Selected text –
┄┄┄┄┄┄┄┄┄┄┄┄┄┄┄┄┄┄┄┄

Originally from the User Slack
@Narayan_Ramamurthi: HI! I had a nice chat with @Lawrence_Wan today.
Basically here is our use case.
We are a telecom billing product development company with over 200+ installations across the globe.
Our billing product is primarily written in C/C++ on unix like platforms including RHEL linux, sun (, which is now oracle) solaris, aix, and hp-ux.
We also have parallel teams who write the surrounding software in various technologies including Java, Python and Kotilin.
We have traditionally been an Oracle-Database company
But over time in the recent years we started using Apache-/Datastacks-Cassandra both for ourselves and also our clients.
When Cassandra was being proposed, I also proposed using ScyllaDB as an alternative but our management did not consider my request at that time.
After happily using Cassandra for years now, we are facing troubles with Datastacks support and Apache open-source support to the cassandra-cpp-driver.
So, I brought up this topic of Scylla with the management. They seem to be more willing to listen this time.
I should also give some more background - our parallel Java/Go team has done a recent POC with the ScyllaDB and their results indicate that Cassandra performs 3x better than Scylla.
Our management is quoting this as an example to me now.
I am looking to prove them wrong, I am here seeking support to learn what can be done to prove them wrong.
Basically what settings can be done on the cluster and on the client side to make sure that Scylla beats Cassandra in fair competition.
I seek this vibrant community’s support to kindly suggest the needful.
Thanks,
@avi: Please specify the hardware on which you deployed.
To understand your performance problem, it’s best to set up scylla-monitoring and work with us to identify the problem.

┄┄┄┄┄┄┄┄┄┄┄┄┄┄┄┄┄┄┄┄

Given information –

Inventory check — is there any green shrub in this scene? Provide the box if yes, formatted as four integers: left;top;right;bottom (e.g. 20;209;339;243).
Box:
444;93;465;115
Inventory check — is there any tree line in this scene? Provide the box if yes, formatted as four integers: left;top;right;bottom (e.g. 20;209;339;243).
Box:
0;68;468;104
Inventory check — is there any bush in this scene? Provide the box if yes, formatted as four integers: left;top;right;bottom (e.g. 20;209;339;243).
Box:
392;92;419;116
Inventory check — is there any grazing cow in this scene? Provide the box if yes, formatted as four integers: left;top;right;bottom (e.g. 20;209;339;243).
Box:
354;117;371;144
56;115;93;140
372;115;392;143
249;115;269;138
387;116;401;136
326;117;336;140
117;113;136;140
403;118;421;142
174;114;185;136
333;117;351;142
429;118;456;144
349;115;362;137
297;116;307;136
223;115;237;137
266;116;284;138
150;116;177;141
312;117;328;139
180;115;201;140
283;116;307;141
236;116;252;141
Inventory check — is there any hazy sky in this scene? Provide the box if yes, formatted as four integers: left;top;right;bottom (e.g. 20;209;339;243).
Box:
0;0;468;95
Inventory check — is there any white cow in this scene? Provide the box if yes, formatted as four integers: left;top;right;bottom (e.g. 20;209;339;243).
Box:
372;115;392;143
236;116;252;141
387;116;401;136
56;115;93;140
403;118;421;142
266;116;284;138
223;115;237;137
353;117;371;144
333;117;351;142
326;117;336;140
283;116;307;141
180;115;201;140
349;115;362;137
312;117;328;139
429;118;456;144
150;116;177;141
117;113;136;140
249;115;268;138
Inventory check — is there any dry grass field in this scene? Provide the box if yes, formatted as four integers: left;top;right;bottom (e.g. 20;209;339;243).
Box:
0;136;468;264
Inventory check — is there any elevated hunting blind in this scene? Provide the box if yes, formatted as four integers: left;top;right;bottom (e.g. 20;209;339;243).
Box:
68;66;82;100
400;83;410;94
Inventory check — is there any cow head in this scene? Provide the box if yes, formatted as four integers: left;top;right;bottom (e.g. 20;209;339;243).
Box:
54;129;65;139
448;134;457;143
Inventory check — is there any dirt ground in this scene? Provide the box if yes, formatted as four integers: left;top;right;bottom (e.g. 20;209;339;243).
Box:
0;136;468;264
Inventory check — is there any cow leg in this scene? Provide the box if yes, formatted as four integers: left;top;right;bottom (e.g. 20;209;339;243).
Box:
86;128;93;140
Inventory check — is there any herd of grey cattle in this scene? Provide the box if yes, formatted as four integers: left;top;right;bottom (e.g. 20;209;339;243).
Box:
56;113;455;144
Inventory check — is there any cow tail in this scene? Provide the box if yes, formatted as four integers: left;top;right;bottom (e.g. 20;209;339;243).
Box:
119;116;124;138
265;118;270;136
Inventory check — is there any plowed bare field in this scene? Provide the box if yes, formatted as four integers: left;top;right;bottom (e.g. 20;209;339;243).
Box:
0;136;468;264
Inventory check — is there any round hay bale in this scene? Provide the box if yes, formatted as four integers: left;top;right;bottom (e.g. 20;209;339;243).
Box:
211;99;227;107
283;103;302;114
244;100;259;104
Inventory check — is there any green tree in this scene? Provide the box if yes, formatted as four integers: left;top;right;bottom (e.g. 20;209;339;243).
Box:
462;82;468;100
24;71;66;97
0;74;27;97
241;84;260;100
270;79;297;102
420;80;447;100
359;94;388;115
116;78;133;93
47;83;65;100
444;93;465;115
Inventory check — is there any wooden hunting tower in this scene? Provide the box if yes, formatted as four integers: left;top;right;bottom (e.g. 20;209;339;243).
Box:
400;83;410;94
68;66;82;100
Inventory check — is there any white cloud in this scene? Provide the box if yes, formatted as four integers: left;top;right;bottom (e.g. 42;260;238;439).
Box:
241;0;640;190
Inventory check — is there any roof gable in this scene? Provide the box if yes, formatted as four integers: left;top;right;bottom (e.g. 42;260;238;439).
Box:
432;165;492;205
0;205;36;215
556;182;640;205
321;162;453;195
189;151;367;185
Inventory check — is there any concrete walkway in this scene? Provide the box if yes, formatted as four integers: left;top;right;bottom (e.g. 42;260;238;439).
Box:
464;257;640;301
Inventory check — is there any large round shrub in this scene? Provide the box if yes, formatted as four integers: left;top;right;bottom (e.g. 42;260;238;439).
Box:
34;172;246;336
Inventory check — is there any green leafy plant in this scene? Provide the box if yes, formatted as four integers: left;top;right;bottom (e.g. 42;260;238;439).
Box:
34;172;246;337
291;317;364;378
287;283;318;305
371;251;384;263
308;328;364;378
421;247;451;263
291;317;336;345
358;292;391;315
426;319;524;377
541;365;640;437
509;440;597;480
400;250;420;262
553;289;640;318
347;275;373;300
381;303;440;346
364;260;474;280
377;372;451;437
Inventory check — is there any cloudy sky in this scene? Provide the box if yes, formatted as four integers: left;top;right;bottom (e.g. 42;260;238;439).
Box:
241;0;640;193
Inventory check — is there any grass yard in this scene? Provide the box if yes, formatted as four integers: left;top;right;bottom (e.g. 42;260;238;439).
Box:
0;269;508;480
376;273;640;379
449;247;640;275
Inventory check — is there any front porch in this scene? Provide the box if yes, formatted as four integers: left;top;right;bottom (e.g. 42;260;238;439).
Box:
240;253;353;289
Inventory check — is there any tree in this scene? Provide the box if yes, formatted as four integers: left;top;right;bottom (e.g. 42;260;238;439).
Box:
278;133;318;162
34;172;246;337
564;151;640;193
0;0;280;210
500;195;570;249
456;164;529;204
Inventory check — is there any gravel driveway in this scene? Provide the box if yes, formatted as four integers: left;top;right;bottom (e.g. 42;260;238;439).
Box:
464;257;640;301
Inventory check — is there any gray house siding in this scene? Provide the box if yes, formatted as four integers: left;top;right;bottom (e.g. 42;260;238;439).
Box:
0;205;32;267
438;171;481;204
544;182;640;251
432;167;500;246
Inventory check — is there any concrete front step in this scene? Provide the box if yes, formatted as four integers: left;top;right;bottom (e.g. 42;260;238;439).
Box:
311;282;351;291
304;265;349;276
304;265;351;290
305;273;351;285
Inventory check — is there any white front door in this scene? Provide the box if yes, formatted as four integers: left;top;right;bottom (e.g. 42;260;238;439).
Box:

┄┄┄┄┄┄┄┄┄┄┄┄┄┄┄┄┄┄┄┄

Exercise tasks –
**1.** In the Slack thread on ScyllaDB versus Cassandra, what result did the Java/Go team's proof of concept report?
**2.** Pick up the Slack thread on ScyllaDB versus Cassandra after its last sentence and keep it going.

Answers below –
**1.** Cassandra performed 3x better than Scylla.

**2.**
@Narayan_Ramamurthi: intel xeon server family
Both Cassandra and ScyllaDB clusters were deployed using similar hardware
@avi: Please provide more information, number of cores, amount of memory, disk types
And set up scylla-monitoring
@Narayan_Ramamurthi: We have been using apache cassandra for quite a while now, and our experience says that cassandra is possibly good at doing writes but it is not really good at doing reads.
On the other hand, Oracle (the legacy SQL datastore) does it way better for either, but on a single node.
Can we expect something better with ScyllaDb? If so, can you provide me information where we can do both reads and writes much better, possibly unlike cassandra?
Regarding number of cores, hardware, etc: for the sake of comparison we shall setup identical hardware for cassandra and scylla: Haswell-based processors, something like Xeon E5-2683 v4 or the likes.
Note that this is being pursued in the POC (proof of concept) mode at the moment, so foresight is important.
@avi: Thank you in advance for your ever prompt response. I will be eagerly watching this space for help.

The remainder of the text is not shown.